Take the lines from the one containing "of the pink" through the one containing "Query: terracotta napkin" and change "crop-scouting log" to "table-setting log" throughout, leaving everything else untouched. Return only those lines.

────────────────

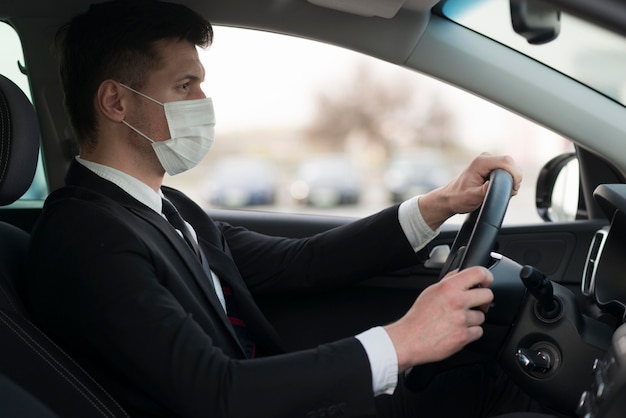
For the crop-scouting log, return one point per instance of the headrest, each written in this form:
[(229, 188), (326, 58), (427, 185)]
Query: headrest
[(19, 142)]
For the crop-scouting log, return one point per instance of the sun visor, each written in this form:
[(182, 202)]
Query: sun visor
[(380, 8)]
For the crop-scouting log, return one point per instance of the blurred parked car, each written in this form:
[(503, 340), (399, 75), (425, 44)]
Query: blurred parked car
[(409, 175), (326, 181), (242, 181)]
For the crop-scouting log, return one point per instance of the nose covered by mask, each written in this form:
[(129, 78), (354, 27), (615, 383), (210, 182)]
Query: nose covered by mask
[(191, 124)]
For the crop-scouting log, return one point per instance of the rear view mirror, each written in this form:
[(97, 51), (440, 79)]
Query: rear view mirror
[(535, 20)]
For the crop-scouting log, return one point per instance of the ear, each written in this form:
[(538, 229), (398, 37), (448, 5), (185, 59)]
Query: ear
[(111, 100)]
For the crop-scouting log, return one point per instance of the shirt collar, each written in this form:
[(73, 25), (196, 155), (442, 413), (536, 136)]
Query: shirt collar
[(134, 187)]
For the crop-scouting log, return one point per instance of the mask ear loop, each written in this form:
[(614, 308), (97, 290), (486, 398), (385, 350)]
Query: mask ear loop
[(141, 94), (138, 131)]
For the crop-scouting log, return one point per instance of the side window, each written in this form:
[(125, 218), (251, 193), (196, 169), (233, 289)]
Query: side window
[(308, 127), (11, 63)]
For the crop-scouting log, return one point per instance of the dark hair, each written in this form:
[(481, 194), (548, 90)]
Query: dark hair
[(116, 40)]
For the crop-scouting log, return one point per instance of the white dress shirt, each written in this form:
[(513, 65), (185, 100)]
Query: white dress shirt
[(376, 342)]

────────────────

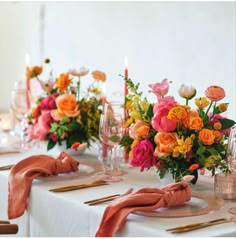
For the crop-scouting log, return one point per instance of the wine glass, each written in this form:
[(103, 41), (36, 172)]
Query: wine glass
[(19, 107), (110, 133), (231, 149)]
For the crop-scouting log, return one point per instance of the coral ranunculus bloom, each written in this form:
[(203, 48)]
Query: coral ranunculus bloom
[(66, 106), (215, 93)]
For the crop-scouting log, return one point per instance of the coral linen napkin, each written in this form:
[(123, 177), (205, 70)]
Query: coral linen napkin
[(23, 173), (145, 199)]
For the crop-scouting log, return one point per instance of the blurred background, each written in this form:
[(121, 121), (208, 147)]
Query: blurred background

────────────────

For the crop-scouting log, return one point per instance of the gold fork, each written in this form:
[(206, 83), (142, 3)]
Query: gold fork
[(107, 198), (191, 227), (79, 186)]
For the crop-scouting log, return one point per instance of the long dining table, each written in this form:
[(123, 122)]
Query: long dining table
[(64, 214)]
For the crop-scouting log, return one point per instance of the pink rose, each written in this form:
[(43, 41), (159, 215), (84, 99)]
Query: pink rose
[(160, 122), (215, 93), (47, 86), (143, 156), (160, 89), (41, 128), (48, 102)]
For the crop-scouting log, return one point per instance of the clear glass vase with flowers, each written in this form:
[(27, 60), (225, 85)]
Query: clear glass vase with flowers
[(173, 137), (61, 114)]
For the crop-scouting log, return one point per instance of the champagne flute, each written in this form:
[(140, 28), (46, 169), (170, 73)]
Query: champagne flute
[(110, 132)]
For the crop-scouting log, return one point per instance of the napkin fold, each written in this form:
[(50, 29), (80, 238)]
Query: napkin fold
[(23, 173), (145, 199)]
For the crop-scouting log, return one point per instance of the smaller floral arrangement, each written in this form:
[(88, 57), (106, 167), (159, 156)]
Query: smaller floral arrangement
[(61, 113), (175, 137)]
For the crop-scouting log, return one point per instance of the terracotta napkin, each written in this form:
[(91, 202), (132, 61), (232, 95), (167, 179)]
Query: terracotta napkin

────────────────

**Exercise output**
For the table-setting log, return one point per instance of the pink rose, each written in this form:
[(43, 41), (159, 215), (84, 99)]
Query: pink rose
[(160, 122), (215, 93), (47, 86), (143, 156), (160, 89), (41, 128), (48, 102)]
For the table-setting log, return one point per instance of the clear glass vase with flowers, each written in this form:
[(27, 60), (225, 85)]
Query: clear glass vase with flowers
[(173, 137), (61, 114)]
For the table-setting log, return one point per instance of the champagne flute, each written in this form:
[(140, 28), (46, 169), (170, 73)]
Query: champagne flute
[(110, 132)]
For the table-setting log, return one point per instance of the napkin fold, each written in this form:
[(50, 29), (80, 238)]
Query: napkin fold
[(23, 173), (145, 199)]
For the table-setting log, return one point per instance of the smaller floral arrangement, each written in this form:
[(88, 57), (106, 167), (159, 156)]
Query: smaller floral arrangement
[(61, 113), (175, 137)]
For the table-setting log, return one point per instance of the terracotta napkin, each written in this form:
[(91, 202), (132, 61), (232, 95), (167, 179)]
Query: terracotta napkin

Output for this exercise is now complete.